Gösterilen Metin:
============================================================

Odak Dergisi ülkemizde ve dünyada yaşanan gelişmeleri Türkiye ve dünya devrimci hareketi açısından anlamaya çalışıyor. Değişik konu başlıklarından oluşan söyleşilerimizde sosyalist örgütlerden ve kişilerden aldığımız görüşler ile ortak bir eleştirel düşünceye varmayı umuyoruz. Dizimizin bu konusu ise dünyada yükselen savaş tehdidi ve bu savaş tehdidine karşı geliştirilebilecek “Anti-Emperyalist Barış Hareketi İhtiyacı” olacak. Bu doğrultuda 87 hareketi gençlik liderlerinden devrimci yazar Nabi Kımran’a aşağıdaki soruları yönelttik.

============================================================

Görev:
Gösterilen metne göre Odak Dergisi söyleşilerinde neden sosyalist örgütlerin ve kişilerin görüşlerine başvuruyor? Bir ile üç cümle arasında açıklayın.

Bir veri kümesinden kayıtlar

============================================================

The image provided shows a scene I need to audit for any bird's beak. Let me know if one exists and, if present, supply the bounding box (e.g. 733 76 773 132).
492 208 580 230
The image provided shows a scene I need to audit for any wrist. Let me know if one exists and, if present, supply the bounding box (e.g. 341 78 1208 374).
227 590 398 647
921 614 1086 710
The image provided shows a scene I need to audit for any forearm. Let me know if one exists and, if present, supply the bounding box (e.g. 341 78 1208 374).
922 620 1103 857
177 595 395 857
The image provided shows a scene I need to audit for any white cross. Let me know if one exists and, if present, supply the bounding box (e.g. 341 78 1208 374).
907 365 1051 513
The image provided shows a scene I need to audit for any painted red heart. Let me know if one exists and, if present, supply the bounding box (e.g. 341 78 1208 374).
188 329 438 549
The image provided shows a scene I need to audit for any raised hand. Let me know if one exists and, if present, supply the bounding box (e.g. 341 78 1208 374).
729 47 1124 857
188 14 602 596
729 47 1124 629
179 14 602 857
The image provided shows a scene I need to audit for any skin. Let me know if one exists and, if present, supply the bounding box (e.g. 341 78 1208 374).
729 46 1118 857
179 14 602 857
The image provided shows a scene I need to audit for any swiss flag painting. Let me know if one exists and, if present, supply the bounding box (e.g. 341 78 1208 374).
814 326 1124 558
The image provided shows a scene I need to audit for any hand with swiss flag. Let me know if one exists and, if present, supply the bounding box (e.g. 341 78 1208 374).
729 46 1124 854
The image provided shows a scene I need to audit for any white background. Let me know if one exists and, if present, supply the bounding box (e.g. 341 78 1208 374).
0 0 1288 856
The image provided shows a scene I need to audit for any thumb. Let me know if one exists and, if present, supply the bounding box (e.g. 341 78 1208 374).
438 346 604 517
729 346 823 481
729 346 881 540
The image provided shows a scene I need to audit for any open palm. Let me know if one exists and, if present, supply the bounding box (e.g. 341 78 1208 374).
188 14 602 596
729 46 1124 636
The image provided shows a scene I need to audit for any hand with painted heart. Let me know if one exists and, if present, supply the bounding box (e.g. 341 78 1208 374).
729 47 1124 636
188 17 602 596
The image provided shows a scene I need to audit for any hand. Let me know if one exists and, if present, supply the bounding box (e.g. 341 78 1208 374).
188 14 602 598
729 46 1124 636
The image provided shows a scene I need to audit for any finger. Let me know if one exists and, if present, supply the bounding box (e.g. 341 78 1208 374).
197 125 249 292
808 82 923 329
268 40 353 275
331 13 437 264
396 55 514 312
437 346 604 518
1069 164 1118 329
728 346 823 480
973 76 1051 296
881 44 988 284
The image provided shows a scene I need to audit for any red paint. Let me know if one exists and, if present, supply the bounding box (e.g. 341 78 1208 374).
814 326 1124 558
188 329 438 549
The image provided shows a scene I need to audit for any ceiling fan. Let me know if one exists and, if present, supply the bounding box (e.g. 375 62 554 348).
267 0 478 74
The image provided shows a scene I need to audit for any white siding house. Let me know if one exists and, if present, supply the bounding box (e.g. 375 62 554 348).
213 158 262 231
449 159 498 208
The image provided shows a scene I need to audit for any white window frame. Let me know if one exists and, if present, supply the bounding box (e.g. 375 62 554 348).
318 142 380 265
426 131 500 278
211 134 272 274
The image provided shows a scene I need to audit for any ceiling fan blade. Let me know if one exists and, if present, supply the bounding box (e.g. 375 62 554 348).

============================================================

Yanıt:
Dergi, değişik konu başlıklarından oluşan söyleşilerinde sosyalist örgütlerden ve kişilerden aldığı görüşlerle ortak bir eleştirel düşünceye varmayı umuyor.